>> START Quoted passage

The full human cost of Mongolia’s worsening air crisis is only beginning to be counted, and the early numbers are sobering. Research by the Asian Development Bank has found that thousands of Mongolians die prematurely each year from illnesses directly tied to air pollution. Not thousands made ill. Thousands died, years before their time, from conditions that cleaner air might well have prevented. This is no longer a story about inconvenience or even public health alone. When a nation’s air becomes hazardous enough to shorten the lives of its people in significant numbers, the crisis crosses into the territory of national security. The Mongolian people have always understood that survival on the steppe demands respect for nature and attentiveness to its signals. The tragedy of this moment is that nature is still sending signals, louder and more urgent than ever before. 

As wind moves, we shrink

The scale of the damage is no longer difficult to quantify, it is simply hard to stomach. According to the Information and Research Institute of Meteorology, Hydrology and Environment, 2025 alone saw 73 dangerous and catastrophic weather events recorded across the country, inflicting direct financial damage of 4.4 billion MNT. However that figure captures only what accountants can tally. The degradation of pastureland, the crumbling of buildings and infrastructure, the slow hollowing out of ecosystems, these losses do not fit neatly into a balance sheet, but they are no less real for it.

Experts point squarely at two culprits driving nature’s escalating fury: global warming and desertification. The country’s average air temperature has climbed by 2.2 degrees Celsius over the past 80 years, which is a rate of warming nearly twice the global average. As temperatures rise, so do the disparities in atmospheric pressure, and it is precisely these pressure differentials that act as the engine room for stronger winds and more frequent dust storms. The data bear this out with uncomfortable clarity that a joint report by the World Bank and Mongol Bank found that the number of days blighted by sandstorms has tripled since the 1960s, with the Gobi region now enduring dust storms for an average of 30 to 60 days every year.

The land itself is losing the fight. According to the Ministry of Food, Agriculture and Light Industry, desertification now touches 76.9 percent of Mongolia’s total territory in some form. This is a staggering proportion that speaks to an ecological crisis unfolding across virtually the entire country. Strong winds act as a slow but relentless thief, stripping the topsoil of its nutrients year after year. As the soil is bled dry, plant growth falters, pasture yields deteriorate and livestock fertility declines in kind. The vicious cycle tightens with each passing season. So poorer pastures produce weaker herds, weaker herds leave families more exposed to drought, and drought drives the land further toward barrenness. For nomadic communities whose entire way of life rests on the productivity of the steppe, this is a direct and deepening assault on everything they have.

The story of disappearing water tells the same truth in a quieter but no less devastating register. Since the 1990s, half of Mongolia’s glaciers have vanished. In their absence, roughly 1,200 rivers, more than 2,000 springs and around 1,100 lakes have dried up entirely, a loss that scientists liken to severing the circulatory system of the natural world itself. Once gone, these waterways do not return on any timescale that matters to the living. As temperatures continue to climb and water sources dwindle, soil moisture drops, crop yields shrink and the desert advances further. The ancient rhythms of nomadic life are being squeezed from every direction at once, and experts warn that the brutal cycle of summer drought followed by winter zud (severe winter condition) is only growing more frequent and more punishing, leaving herding families with little room to breathe - let alone recover.

>> END Quoted passage

• Work to do: Pick up the passage on Mongolia's environmental crisis after its final sentence and carry it forward. The lines that come next have no connection to the passage on Mongolia's environmental crisis.

>> START Data records

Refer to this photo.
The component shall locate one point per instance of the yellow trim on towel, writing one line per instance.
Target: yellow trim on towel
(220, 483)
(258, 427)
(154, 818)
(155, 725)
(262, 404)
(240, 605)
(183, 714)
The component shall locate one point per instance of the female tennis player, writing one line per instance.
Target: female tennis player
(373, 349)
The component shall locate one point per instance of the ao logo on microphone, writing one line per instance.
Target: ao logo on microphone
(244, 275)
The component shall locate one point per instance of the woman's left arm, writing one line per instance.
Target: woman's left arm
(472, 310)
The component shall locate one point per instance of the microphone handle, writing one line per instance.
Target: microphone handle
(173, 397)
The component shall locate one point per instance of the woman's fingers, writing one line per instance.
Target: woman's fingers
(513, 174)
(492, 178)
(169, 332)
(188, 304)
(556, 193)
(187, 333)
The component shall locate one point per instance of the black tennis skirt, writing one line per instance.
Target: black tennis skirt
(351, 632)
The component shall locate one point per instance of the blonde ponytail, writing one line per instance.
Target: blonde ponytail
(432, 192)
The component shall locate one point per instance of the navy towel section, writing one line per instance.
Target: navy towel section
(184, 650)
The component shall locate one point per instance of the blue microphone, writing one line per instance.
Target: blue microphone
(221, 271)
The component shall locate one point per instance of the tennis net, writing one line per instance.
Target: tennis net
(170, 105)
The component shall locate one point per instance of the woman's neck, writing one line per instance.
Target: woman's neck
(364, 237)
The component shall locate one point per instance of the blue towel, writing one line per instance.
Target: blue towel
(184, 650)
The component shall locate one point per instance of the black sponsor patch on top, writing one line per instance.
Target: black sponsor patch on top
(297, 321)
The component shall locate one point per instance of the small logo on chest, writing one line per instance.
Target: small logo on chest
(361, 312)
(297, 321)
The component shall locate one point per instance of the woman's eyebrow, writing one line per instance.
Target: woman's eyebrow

>> END Data records

• Answer to the exercise:
The most visible human consequence of all this is playing out not in research papers, but on the roads into Ulaanbaatar. Thousands of households stripped of their livestock by drought, zud and violent storms have made the wrenching decision to leave the steppe behind. At the international level, such people are increasingly recognised by a term that would have once seemed foreign to this landscape: climate refugees who are displaced not by war or politics, but by the brute force of a world remaking itself around them. A 2024 report by the WHO and the UN Migration Agency projects that global climate displacement could reach 1.2 billion people by 2050. Mongolia is already living this future in miniature. Between 40,000 and 50,000 citizens migrate from the countryside to the capital every year, and roughly a quarter to a third of them are herders who have lost their livelihoods to natural disaster, somewhere between 13,000 and 15,000 people annually, uprooted not by choice but by necessity. The ripple effects compound relentlessly that Ulaanbaatar strains under the pressure of absorbing so many displaced families, while the land they left behind grows quieter, emptier and ever more fragile.

Pastoralism is the beating heart of the nation’s identity, the thread that ties a civilisation to its landscape across centuries. That it is now buckling under the weight of forces largely not of Mongolia’s own making is not simply an environmental emergency, it is a cultural one, an economic one, and a matter of national security that can no longer be deferred. 

Priced out of green economy

Fine dust born of the steppe does not respect borders. Satellite data reveals that between 60 and 70 percent of all dust storms sweeping across East Asia originate in southern Mongolia alone, carrying their invisible cargo of PM2.5 particles deep into China, South Korea and Japan. International researchers have increasingly characterised this transboundary drift not just as a meteorological nuisance but as a regional ecological threat. That is straining diplomatic relationships and forcing neighbouring governments to factor Mongolian desert winds into their own public health calculations. What begins as a wall of dust rising over the Gobi does not end there.

But the consequences of cutting closest to home are financial. The 2025 Financial Stability Report of Mongol Bank lays bare a vulnerability that has long been building beneath the surface: 28 percent of all loans in the country’s banking system, amounting to 7.6 trillion MNT, are concentrated in sectors acutely exposed to climate risk. As livestock herds are devastated by natural disasters and agricultural output becomes increasingly unreliable, borrowers in these sectors find their ability to repay steadily eroding. The spectre of non-performing loans piling up inside Mongolia’s financial institutions is no longer a theoretical risk scenario. It is a gathering storm of its own kind, one that threatens to move the crisis from the pastures into the balance sheets of the broader economy.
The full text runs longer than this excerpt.